*SET TASK 1:* According to the biography of Peya Bipasha, which brand did she do her first modeling work with?
*SET TASK 2:* Decide whether each statement agrees with the biography of Peya Bipasha, answering yes or no and quoting the words that settle it: (a) She was a brand ambassador of Unilever for two years. (b) She took part in the Lux Channel I Superstar beauty contest in 2012. (c) Her full name is Azmeri Sultana Bipasha.
*SET TASK 3:* Carry on the biography of Peya Bipasha from its final sentence.

- Born: Azmeri Sultana Bipasha 19 July 1994 (age 32) Dhaka, Bangladesh
- Occupation: Actress
- Years active: 2012–present
- Title: Miss. World Bangladesh 2022
- Beauty pageant titleholder
- Major competitions: Lux Channel I Superstar 2012 (Top 10); Mrs. World Bangladesh 2022; Mrs. World 2022 (Unplaced);

= Peya Bipasha =

Bangladeshi actress (born 1994)

Azmeri Sultana Bipasha, widely known as Peya Bipasha, is a Bangladeshi actress and beauty pageant titleholder who won Mrs. World Bangladesh 2022. She represented Bangladesh at Mrs. World 2022 and participated in the Lux Channel I Superstar beauty contest in 2012. Bipasha is also known as an actor, appearing in many TV dramas such as Trade Fair, Somoyer Golpo Osomoyer Sopno and Osamapto Vhalobasha.

==Career==
Bipasha began as a billboard model appearing for Vaseline by Unilever. It was placed at 5500 different locations around the country. Bipasha's first work as a model was with Aarong. Later she worked with other Bangladeshi brands including, Ecstasy, and Cats Eye. She was a brand ambassador of Unilever for a year.

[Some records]
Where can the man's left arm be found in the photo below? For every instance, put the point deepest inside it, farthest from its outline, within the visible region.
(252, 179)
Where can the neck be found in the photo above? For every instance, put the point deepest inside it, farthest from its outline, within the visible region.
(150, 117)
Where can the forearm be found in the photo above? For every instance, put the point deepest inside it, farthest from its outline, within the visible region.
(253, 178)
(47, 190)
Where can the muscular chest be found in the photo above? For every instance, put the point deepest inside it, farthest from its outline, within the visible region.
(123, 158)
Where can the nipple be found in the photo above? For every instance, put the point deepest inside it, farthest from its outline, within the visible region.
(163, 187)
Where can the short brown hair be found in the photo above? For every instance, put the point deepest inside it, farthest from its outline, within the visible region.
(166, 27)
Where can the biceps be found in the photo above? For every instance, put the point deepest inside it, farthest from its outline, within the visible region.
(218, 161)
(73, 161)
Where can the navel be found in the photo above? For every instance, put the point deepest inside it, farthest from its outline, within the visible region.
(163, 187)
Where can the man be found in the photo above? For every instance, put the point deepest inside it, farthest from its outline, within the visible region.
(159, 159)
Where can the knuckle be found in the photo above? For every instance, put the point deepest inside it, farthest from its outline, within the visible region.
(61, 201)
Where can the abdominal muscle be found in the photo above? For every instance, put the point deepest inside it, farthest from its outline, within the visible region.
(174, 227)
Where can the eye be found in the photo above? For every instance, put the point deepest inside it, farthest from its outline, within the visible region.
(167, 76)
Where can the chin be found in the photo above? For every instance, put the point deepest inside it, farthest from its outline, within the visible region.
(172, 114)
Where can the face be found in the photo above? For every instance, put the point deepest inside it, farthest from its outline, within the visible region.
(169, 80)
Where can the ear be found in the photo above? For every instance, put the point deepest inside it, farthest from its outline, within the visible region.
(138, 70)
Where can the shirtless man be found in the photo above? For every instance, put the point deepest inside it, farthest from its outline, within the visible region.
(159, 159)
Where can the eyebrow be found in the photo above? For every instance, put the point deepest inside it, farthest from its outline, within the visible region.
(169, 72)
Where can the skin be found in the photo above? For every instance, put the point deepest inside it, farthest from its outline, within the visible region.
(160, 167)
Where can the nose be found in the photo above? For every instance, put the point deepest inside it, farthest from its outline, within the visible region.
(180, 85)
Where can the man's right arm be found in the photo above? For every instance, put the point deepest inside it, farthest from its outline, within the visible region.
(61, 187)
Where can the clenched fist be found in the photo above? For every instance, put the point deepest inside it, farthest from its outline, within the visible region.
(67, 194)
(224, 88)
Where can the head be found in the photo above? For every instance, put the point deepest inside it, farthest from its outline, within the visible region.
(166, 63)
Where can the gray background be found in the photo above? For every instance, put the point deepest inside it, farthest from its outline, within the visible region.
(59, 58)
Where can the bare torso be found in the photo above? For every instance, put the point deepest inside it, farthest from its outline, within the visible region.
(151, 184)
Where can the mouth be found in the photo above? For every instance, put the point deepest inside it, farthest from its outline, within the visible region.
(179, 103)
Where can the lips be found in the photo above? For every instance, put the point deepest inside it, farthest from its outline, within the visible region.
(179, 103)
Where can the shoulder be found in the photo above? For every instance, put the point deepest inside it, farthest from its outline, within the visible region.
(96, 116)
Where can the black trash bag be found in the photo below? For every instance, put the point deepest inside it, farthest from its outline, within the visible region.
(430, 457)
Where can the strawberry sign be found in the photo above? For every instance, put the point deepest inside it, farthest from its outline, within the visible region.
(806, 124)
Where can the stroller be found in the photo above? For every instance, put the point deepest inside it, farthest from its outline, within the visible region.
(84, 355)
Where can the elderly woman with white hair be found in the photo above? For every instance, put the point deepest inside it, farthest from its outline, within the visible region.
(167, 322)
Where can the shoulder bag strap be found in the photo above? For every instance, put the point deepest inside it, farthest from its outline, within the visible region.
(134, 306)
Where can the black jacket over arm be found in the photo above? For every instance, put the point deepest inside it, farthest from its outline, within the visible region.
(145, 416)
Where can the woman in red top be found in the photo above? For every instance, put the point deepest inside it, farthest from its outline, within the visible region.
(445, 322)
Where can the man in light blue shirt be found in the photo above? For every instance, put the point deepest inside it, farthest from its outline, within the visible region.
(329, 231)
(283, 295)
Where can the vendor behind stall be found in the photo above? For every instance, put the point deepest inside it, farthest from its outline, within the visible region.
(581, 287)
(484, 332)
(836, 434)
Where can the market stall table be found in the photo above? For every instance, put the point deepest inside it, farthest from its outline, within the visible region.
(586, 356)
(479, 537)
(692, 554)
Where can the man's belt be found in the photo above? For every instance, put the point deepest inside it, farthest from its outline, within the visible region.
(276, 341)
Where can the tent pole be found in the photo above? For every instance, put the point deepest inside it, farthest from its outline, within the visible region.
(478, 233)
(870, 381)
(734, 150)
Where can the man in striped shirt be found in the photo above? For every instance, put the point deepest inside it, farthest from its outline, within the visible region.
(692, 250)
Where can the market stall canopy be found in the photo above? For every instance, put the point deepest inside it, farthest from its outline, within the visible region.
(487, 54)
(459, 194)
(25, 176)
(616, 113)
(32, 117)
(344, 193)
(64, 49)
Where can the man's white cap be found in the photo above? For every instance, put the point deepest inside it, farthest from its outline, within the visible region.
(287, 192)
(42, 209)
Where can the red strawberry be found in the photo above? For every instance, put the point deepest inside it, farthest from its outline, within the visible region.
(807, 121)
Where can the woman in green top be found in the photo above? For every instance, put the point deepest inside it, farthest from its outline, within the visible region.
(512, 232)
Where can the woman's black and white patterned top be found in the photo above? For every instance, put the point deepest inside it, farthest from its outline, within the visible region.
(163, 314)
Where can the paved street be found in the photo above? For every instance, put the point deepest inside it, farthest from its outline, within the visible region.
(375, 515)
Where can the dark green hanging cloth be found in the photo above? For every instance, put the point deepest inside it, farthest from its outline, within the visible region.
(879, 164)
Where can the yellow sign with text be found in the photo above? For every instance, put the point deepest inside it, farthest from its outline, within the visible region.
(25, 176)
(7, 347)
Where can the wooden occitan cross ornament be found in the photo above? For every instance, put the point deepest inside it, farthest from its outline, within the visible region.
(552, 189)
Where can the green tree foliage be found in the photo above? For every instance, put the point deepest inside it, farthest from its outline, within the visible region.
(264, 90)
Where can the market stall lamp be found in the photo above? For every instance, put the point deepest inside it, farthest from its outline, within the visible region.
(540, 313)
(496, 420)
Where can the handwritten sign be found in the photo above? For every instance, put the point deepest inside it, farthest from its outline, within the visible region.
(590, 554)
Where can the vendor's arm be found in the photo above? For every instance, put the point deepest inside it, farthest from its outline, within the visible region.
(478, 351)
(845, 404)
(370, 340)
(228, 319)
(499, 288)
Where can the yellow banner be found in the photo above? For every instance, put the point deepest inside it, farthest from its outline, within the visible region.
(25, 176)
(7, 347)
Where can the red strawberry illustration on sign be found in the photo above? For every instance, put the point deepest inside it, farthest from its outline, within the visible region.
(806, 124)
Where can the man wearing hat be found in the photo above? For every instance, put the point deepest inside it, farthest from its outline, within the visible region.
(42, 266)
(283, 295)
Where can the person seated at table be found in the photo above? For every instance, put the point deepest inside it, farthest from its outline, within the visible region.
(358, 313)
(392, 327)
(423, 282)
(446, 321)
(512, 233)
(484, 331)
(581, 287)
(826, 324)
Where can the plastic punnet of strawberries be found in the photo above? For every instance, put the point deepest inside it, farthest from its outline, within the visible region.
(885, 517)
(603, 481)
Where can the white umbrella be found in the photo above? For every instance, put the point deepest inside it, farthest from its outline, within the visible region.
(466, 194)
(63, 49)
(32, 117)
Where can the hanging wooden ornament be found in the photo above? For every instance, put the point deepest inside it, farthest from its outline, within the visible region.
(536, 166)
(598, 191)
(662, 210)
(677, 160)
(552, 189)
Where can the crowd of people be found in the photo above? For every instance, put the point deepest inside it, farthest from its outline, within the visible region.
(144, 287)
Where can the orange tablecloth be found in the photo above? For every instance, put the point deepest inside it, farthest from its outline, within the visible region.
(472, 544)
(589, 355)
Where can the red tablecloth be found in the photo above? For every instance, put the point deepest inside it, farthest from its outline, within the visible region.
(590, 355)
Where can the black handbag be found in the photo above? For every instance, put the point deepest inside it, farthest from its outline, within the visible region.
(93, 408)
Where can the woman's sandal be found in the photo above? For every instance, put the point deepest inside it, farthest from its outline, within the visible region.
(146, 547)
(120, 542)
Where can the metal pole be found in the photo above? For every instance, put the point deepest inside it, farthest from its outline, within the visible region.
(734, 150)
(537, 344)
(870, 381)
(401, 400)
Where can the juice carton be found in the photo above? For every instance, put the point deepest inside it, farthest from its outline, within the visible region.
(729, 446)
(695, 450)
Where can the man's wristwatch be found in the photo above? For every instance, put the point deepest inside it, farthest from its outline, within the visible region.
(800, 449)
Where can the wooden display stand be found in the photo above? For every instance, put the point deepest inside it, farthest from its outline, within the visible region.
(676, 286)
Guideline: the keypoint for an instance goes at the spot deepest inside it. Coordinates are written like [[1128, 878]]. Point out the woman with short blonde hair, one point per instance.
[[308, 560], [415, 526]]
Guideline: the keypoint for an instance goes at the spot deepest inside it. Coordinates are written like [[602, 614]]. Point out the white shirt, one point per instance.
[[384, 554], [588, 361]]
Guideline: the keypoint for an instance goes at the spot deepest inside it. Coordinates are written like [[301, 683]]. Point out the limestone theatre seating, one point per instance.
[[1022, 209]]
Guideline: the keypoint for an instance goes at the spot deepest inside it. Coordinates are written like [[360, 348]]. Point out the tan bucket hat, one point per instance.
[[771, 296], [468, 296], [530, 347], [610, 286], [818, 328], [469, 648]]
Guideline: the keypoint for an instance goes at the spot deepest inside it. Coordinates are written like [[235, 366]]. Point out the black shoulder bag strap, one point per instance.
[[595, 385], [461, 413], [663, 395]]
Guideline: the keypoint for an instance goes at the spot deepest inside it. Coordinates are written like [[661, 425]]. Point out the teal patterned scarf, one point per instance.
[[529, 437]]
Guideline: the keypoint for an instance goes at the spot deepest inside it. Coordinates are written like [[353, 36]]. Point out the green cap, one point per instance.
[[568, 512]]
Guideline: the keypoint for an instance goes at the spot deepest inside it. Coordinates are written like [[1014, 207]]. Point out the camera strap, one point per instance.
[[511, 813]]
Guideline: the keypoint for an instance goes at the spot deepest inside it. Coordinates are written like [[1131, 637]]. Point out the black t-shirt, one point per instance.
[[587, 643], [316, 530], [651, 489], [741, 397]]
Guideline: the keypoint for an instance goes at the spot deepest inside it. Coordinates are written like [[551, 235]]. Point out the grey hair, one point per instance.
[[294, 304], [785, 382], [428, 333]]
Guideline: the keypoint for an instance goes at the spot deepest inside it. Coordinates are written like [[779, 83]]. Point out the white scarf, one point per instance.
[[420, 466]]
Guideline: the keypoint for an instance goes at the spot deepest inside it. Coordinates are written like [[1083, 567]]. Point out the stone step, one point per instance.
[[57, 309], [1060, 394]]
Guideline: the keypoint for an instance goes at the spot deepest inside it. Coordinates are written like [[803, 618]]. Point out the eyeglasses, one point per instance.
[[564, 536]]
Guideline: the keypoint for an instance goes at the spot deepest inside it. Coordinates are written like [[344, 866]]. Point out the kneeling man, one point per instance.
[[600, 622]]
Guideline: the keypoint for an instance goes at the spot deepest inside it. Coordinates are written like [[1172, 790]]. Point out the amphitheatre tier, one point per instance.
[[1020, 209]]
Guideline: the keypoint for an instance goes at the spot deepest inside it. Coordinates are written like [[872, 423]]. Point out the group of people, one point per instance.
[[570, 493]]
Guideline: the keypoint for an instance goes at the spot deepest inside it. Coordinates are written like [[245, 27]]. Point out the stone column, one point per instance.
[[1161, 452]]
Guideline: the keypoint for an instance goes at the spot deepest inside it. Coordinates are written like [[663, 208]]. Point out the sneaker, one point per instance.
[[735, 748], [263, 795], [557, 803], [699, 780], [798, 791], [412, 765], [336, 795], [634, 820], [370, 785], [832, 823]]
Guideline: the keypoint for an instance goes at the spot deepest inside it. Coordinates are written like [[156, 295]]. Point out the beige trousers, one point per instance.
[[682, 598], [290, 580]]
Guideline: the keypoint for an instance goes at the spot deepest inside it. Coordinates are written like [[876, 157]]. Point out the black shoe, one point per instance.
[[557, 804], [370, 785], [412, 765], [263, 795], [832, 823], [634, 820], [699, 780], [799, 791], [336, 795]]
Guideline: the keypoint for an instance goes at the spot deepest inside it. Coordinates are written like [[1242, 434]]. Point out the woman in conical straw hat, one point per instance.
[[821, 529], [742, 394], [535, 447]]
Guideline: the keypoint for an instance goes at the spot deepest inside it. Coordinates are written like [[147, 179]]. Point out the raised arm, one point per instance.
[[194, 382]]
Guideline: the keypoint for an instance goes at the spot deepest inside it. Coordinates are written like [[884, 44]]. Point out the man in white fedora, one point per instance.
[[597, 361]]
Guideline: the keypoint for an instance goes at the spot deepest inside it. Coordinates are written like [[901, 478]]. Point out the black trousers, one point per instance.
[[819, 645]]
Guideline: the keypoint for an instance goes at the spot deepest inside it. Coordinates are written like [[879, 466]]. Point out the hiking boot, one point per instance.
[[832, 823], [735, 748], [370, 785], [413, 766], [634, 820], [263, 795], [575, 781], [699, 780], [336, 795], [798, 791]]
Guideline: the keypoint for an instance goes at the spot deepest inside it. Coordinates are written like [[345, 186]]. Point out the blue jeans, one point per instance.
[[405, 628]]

*RIGHT ANSWER 1:* Aarong

*RIGHT ANSWER 2:*
(a) No: "She was a brand ambassador of Unilever for a year."
(b) Yes: "participated in the Lux Channel I Superstar beauty contest in 2012"
(c) Yes: "Azmeri Sultana Bipasha, widely known as Peya Bipasha"

*RIGHT ANSWER 3:*
Bipasha began working in TV commercials. Her first was for Polar Ice Cream, and she later appeared in commercials for Grameen Phone, Ispahani Cha, Parachute Narikel Tel, Frooto Mango Juice, Olympic T20 biscuits, and Fresh Soyabean Tel.

Bipasha made her acting debut in the TV drama 'Ditiyo Matra' with Tahsan Rahman Khan. Then she appeared in the dramas 'Trade Fair', 'Somoyer Golpo Osomoyer Sopno' and 'Osamapto Vhalobasha'.

== Personal life ==
Peya Bipasha was previously married and later divorced; she has a daughter named Peya Soha from that marriage. On 20 June 2025, she remarried in the United States, a moment she shared through her official Instagram account.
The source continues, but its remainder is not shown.